:: To be done ::
Recast the listing below as a numbered list, leaving out any blank lines.

####

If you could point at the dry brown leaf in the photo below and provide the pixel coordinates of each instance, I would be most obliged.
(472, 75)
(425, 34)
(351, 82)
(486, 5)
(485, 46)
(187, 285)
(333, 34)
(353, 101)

####

:: The completed task ::
1. If you could point at the dry brown leaf in the photo below and provide the pixel coordinates of each instance, I would be most obliged.
2. (472, 75)
3. (425, 34)
4. (351, 82)
5. (486, 5)
6. (485, 46)
7. (187, 285)
8. (333, 34)
9. (353, 101)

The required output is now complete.